DESCRIÇÃO DA TAREFA: Imprima na íntegra o relato sobre a família de imigrantes japoneses, palavra por palavra e sem nenhuma alteração.

TEXTO DE ORIGEM:
Conte sua história › Silvia XYZ › Minha história
Este é um pequeno resumo de uma grande história que um dia espero ter a oportunidade de contar na íntegra.
Nasci em 26 de julho de 1948, na cidade de Marília (interior de São Paulo). Filha de imigrantes japoneses, a sexta entre sete irmãos. Meu nome? Alzira.
Meus pais vieram ao Brasil crentes na promessa de uma vida melhor. É, as coisas não andavam bem lá no Japão pós-guerra. Então, o governo japonês dizia que o Brasil seria um bom lugar, que havia terras, trabalho para todos, e o melhor de tudo, havia PAZ.
Minha mãe era filha de senhores feudais e sua família possuía plantação de arroz, o que representava muita riqueza e poder. Apaixonou-se por meu pai que era oficial da marinha, mas, que apesar de ser admirado por sua beleza e altivez, era visto como um rélis plebeu. E, eles se uniram sem a aceitação da família, simplesmente inaceitável para a época.
Mesmo depois de juntos não era fácil suportar os olhares de reprovação, e numa busca desesperada por paz, tanto em relação à guerra quanto à paz espiritual, eles decidiram vir ao Brasil.
Meu pai sempre foi muito orgulhoso, hoje acredito que seu orgulho o tenha levado à morte.

(Trechos de dados de apontamento)
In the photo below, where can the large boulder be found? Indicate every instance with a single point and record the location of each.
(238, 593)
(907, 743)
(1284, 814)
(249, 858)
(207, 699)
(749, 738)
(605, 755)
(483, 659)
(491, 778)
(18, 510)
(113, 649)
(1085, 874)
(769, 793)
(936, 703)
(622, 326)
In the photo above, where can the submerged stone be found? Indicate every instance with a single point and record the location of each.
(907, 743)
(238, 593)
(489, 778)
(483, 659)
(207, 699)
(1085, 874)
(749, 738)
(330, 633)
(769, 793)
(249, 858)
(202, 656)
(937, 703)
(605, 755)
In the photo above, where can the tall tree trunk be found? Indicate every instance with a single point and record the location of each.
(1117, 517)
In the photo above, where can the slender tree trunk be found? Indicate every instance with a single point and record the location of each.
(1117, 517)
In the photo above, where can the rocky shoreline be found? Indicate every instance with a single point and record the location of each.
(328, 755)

...

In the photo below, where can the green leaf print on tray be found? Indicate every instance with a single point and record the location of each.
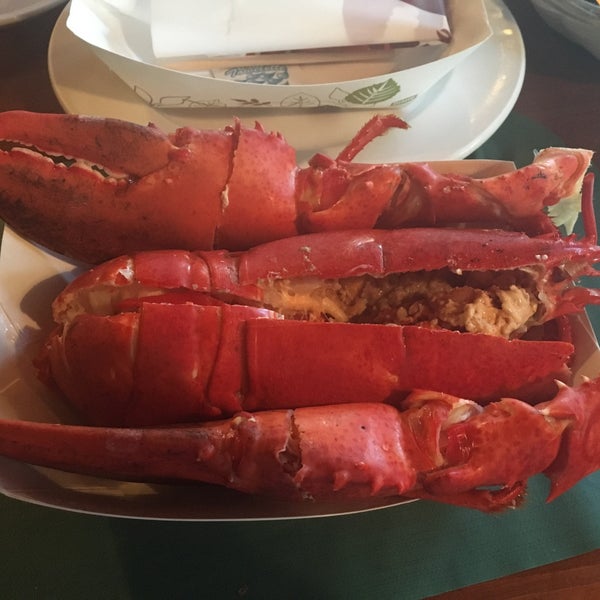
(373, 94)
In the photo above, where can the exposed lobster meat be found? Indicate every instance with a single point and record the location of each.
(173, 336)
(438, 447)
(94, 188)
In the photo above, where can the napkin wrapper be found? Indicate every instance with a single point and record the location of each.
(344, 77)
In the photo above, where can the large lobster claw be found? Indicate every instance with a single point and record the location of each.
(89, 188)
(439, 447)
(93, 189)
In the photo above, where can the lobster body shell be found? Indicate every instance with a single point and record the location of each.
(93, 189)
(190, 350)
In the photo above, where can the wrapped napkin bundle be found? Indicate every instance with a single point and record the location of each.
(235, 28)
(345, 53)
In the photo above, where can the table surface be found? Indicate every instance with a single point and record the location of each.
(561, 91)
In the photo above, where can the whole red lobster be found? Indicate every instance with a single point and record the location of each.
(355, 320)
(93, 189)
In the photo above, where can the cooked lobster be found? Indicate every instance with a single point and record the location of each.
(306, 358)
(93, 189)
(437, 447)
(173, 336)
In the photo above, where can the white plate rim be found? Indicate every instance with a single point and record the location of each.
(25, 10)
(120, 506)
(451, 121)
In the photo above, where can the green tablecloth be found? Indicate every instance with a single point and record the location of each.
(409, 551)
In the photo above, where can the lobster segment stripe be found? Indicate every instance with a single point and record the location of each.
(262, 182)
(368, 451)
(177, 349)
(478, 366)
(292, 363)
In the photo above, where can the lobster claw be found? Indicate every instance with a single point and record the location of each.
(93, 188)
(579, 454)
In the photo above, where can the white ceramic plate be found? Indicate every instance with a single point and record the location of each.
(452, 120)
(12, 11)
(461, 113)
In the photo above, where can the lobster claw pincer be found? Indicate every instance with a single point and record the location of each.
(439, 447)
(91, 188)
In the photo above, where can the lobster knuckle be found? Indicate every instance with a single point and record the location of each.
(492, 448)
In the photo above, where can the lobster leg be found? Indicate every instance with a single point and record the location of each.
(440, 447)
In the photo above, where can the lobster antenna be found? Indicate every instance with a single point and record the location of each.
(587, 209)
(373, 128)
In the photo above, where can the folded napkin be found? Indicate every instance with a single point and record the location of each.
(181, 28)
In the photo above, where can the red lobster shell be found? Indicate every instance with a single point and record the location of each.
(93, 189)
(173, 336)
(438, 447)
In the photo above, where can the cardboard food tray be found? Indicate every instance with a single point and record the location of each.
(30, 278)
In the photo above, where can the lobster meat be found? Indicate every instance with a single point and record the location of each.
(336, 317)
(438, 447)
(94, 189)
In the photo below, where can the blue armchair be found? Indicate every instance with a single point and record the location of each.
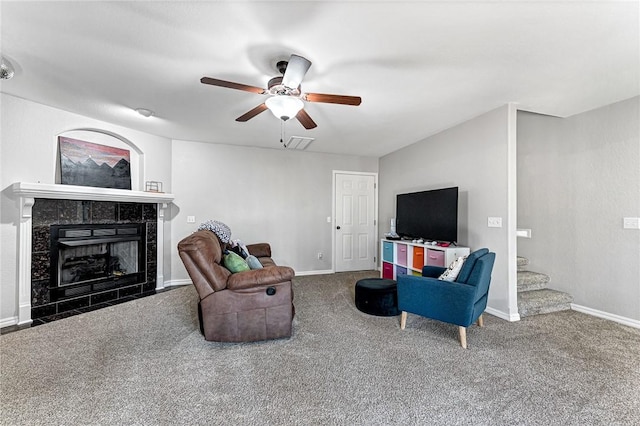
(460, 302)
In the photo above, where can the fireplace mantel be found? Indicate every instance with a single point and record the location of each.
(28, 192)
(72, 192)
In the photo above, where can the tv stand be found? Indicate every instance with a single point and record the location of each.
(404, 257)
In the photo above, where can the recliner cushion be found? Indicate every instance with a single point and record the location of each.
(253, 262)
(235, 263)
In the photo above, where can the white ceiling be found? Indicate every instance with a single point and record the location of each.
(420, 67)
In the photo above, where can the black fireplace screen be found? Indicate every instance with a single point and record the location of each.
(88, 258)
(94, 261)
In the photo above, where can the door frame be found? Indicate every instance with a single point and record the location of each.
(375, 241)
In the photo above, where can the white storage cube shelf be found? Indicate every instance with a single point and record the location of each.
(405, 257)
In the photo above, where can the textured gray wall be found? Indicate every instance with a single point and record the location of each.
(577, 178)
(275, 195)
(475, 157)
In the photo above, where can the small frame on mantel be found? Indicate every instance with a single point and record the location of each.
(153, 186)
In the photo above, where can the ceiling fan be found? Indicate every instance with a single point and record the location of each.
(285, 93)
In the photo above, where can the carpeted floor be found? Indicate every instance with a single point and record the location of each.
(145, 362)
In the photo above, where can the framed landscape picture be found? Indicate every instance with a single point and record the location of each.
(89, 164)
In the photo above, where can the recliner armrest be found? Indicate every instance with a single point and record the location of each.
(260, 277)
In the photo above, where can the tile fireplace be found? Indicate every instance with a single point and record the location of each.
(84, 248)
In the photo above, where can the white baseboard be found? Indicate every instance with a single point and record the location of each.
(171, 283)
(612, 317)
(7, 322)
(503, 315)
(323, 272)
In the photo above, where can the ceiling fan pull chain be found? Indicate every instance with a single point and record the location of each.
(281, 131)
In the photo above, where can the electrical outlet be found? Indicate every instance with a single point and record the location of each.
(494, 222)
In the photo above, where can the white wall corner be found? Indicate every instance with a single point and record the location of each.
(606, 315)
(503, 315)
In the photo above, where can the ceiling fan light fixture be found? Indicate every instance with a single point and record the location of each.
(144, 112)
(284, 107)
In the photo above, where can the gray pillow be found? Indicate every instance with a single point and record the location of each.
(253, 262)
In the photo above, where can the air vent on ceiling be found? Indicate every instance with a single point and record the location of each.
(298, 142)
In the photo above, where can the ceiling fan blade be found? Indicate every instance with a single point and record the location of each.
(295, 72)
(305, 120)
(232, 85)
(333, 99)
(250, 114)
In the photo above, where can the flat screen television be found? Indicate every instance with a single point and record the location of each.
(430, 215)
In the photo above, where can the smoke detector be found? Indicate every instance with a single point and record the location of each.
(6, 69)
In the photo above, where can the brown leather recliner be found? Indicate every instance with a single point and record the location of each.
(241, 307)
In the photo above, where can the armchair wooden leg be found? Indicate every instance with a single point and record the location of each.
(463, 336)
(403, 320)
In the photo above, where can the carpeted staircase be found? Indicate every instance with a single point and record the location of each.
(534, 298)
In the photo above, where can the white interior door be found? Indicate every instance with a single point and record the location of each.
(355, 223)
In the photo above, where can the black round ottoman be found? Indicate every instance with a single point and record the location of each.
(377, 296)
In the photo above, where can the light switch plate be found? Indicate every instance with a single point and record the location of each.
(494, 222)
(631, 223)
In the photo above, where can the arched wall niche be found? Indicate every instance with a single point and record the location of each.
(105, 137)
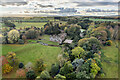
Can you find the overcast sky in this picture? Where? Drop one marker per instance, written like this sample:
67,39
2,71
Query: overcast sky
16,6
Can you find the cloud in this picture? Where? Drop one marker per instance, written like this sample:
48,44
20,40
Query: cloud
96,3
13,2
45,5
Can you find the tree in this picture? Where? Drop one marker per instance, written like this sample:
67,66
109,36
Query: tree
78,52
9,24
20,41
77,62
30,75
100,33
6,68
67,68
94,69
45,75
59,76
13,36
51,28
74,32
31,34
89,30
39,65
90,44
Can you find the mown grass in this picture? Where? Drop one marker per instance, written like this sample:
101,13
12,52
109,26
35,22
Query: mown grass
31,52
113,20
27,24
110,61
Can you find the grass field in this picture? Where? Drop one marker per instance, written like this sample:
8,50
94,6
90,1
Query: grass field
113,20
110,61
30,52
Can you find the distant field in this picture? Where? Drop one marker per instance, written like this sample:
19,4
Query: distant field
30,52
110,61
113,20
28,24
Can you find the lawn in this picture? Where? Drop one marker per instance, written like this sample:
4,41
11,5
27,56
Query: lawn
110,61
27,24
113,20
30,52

==

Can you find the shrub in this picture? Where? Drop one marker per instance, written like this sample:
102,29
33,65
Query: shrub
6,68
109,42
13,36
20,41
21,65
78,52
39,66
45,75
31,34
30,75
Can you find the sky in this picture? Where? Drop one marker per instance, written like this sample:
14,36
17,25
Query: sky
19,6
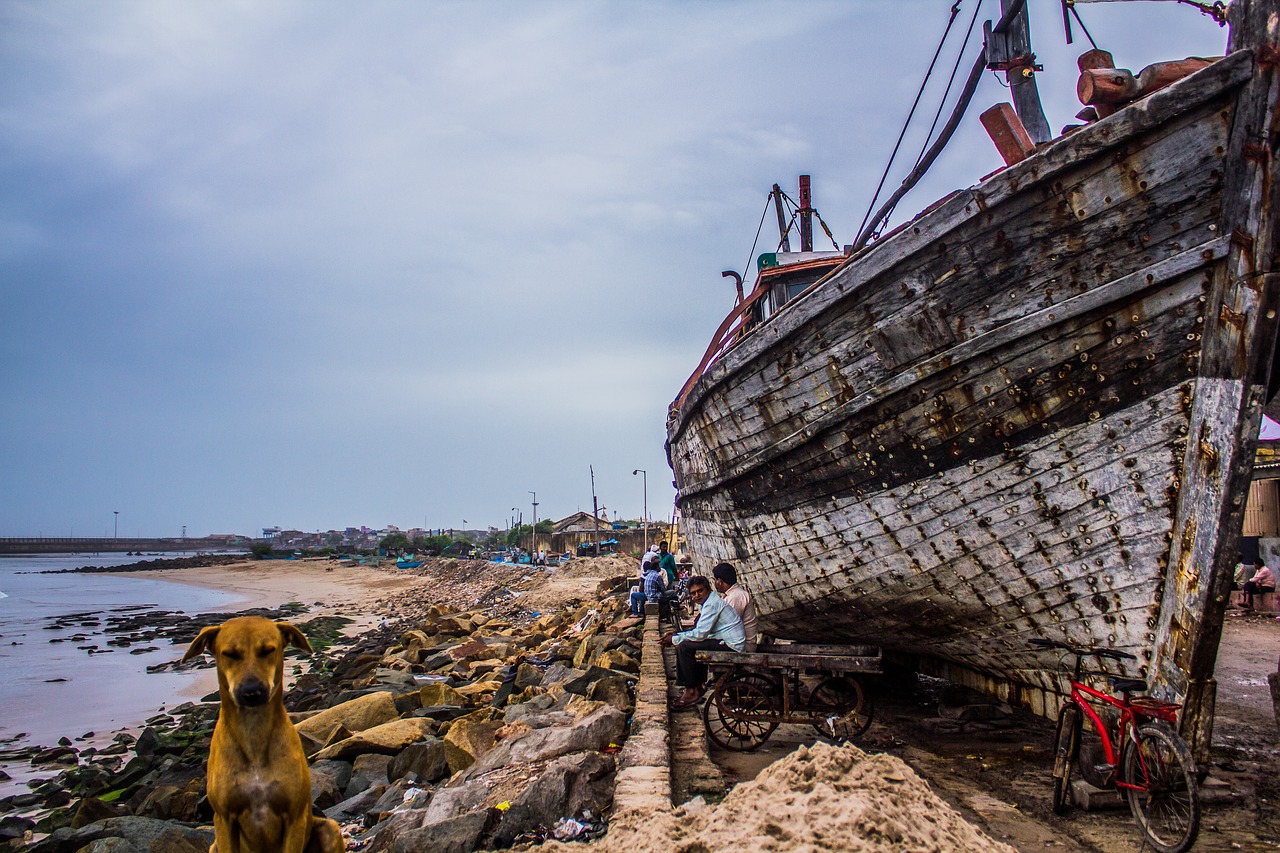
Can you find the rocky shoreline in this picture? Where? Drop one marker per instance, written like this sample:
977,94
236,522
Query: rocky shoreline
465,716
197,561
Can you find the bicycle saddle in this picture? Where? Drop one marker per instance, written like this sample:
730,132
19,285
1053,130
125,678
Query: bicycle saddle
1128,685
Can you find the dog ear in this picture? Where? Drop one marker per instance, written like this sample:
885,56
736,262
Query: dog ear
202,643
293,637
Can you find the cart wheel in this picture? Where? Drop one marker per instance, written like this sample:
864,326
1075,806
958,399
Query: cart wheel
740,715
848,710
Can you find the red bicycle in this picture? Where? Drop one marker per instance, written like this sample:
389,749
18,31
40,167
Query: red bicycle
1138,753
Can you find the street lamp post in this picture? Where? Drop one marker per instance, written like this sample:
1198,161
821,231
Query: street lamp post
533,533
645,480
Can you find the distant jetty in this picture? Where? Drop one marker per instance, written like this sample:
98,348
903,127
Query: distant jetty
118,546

RESPOSTA COMPLETA:
Conte sua história › Silvia XYZ › Minha história
Este é um pequeno resumo de uma grande história que um dia espero ter a oportunidade de contar na íntegra.
Nasci em 26 de julho de 1948, na cidade de Marília (interior de São Paulo). Filha de imigrantes japoneses, a sexta entre sete irmãos. Meu nome? Alzira.
Meus pais vieram ao Brasil crentes na promessa de uma vida melhor. É, as coisas não andavam bem lá no Japão pós-guerra. Então, o governo japonês dizia que o Brasil seria um bom lugar, que havia terras, trabalho para todos, e o melhor de tudo, havia PAZ.
Minha mãe era filha de senhores feudais e sua família possuía plantação de arroz, o que representava muita riqueza e poder. Apaixonou-se por meu pai que era oficial da marinha, mas, que apesar de ser admirado por sua beleza e altivez, era visto como um rélis plebeu. E, eles se uniram sem a aceitação da família, simplesmente inaceitável para a época.
Mesmo depois de juntos não era fácil suportar os olhares de reprovação, e numa busca desesperada por paz, tanto em relação à guerra quanto à paz espiritual, eles decidiram vir ao Brasil.
Meu pai sempre foi muito orgulhoso, hoje acredito que seu orgulho o tenha levado à morte.